## Objective
Copy only this range: the line with "find fuselage stripe" through the final line of the material, inclusive at both ends.

#### Materials provided

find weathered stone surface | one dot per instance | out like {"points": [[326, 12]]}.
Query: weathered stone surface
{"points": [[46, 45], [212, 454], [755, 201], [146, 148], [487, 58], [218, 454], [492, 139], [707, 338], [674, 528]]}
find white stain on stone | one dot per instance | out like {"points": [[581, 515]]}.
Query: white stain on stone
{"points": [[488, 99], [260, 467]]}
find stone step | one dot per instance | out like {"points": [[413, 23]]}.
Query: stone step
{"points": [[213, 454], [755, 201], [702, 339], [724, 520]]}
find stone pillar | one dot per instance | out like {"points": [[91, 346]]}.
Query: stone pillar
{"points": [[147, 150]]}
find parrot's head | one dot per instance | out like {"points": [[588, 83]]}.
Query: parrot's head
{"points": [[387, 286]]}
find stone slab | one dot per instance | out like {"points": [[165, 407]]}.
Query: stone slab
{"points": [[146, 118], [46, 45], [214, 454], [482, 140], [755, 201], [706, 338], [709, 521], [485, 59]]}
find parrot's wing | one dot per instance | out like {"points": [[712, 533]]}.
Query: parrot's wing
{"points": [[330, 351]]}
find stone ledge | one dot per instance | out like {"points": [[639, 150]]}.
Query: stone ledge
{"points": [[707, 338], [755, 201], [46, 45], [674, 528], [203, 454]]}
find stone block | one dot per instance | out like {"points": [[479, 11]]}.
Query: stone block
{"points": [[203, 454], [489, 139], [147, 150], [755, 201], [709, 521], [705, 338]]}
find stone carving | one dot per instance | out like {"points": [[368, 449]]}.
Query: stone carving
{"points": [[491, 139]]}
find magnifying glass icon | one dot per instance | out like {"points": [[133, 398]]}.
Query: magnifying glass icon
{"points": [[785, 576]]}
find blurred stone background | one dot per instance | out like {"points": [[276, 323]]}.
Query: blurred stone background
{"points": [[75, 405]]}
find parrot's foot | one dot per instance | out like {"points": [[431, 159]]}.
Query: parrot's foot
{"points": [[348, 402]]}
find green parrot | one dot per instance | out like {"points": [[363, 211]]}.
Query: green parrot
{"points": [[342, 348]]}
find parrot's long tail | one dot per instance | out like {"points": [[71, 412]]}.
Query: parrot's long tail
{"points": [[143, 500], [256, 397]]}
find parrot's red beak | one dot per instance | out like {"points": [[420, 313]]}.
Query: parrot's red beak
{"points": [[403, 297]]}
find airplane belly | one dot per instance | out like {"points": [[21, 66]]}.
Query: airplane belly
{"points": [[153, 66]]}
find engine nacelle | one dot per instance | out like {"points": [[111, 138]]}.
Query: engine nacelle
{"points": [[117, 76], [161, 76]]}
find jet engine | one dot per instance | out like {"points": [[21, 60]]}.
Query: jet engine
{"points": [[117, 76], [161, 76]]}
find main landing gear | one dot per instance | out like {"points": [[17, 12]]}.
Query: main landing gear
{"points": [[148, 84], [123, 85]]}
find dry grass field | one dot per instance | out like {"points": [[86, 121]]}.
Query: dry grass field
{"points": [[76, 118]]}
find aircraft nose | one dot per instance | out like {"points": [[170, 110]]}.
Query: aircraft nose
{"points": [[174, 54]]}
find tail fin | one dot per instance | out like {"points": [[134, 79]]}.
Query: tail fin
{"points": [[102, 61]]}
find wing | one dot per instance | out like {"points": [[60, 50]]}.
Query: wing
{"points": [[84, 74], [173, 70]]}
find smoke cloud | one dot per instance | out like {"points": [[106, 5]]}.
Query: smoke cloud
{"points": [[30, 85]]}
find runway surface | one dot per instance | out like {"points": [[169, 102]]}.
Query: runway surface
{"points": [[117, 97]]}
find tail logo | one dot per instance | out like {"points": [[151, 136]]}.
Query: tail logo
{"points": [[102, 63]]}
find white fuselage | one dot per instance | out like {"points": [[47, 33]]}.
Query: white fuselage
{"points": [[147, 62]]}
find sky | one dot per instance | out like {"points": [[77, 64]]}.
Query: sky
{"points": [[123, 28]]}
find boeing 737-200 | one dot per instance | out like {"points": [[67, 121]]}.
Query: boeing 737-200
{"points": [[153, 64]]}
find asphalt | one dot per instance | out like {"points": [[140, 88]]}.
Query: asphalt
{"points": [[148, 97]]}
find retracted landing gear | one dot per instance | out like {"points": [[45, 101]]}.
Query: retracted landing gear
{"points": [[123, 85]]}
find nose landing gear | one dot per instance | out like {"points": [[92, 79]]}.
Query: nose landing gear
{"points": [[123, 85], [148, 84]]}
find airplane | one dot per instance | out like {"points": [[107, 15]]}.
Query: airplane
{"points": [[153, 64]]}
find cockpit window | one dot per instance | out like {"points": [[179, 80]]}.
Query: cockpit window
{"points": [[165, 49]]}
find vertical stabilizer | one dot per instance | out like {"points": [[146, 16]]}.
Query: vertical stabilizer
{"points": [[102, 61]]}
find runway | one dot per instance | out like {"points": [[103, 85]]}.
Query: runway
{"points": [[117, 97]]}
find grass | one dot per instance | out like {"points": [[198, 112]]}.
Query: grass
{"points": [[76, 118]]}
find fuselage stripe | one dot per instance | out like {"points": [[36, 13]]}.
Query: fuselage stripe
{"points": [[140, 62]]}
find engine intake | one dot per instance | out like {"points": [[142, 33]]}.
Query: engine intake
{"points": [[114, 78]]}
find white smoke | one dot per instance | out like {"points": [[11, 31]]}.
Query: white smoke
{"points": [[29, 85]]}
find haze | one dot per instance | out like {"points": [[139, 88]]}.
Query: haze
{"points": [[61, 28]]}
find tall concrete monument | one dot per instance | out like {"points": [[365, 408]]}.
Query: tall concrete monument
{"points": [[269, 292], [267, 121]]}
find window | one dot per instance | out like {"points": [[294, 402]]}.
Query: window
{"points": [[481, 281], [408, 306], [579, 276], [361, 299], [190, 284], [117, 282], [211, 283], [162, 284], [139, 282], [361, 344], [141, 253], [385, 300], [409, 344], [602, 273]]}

########

## Finished answer
find fuselage stripe | one dot per instance | out like {"points": [[36, 13]]}.
Query: fuselage stripe
{"points": [[140, 62]]}
find engine intake | one dot per instance | out like {"points": [[142, 33]]}.
Query: engine intake
{"points": [[114, 78]]}
find white smoke | one dot per instance | out like {"points": [[11, 31]]}.
Query: white smoke
{"points": [[29, 85]]}
find haze | one dot per instance | out like {"points": [[139, 88]]}.
Query: haze
{"points": [[61, 28]]}
find tall concrete monument | one dot per instance | out like {"points": [[365, 408]]}.
Query: tall concrete monument
{"points": [[269, 292], [267, 121]]}
find window | one dot per instance | out like {"points": [[294, 402]]}.
Query: window
{"points": [[481, 281], [408, 306], [579, 276], [361, 299], [190, 284], [117, 282], [211, 283], [162, 284], [139, 282], [361, 344], [141, 253], [385, 300], [409, 344], [602, 273]]}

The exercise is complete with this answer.